[TASK INSTRUCTIONS]: Where does the word "instance" occur in the material? Copy each line that has it.
----
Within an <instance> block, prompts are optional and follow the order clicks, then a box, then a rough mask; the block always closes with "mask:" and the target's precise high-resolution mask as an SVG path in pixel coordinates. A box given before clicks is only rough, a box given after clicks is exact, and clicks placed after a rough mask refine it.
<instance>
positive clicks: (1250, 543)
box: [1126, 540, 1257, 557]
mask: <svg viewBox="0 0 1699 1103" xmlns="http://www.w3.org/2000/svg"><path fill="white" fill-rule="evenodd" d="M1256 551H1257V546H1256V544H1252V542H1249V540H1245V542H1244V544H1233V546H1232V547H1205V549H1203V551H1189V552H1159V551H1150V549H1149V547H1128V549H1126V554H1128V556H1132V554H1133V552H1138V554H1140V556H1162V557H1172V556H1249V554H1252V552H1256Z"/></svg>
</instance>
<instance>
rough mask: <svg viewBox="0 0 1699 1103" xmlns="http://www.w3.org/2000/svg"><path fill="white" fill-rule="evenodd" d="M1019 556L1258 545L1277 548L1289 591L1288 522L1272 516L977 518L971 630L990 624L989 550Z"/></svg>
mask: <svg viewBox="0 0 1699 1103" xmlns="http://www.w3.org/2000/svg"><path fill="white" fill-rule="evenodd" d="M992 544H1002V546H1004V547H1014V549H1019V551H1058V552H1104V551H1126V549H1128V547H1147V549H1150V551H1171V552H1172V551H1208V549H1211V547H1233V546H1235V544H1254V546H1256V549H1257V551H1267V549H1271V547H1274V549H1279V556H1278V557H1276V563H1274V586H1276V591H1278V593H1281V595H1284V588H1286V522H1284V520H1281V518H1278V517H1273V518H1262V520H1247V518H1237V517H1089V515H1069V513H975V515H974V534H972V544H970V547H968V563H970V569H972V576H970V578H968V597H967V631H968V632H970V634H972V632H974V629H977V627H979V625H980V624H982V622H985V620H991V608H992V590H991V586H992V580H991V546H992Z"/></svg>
----
[RESPONSE TO THIS EXERCISE]:
Within an <instance> block, prompts are optional and follow the order clicks, then a box, then a rough mask; the block always closes with "mask:" and the target's precise high-resolution mask as an SVG path in pixel coordinates. A box given before clicks is only rough, a box given after clicks is exact, and clicks placed after a rough mask refine it.
<instance>
</instance>
<instance>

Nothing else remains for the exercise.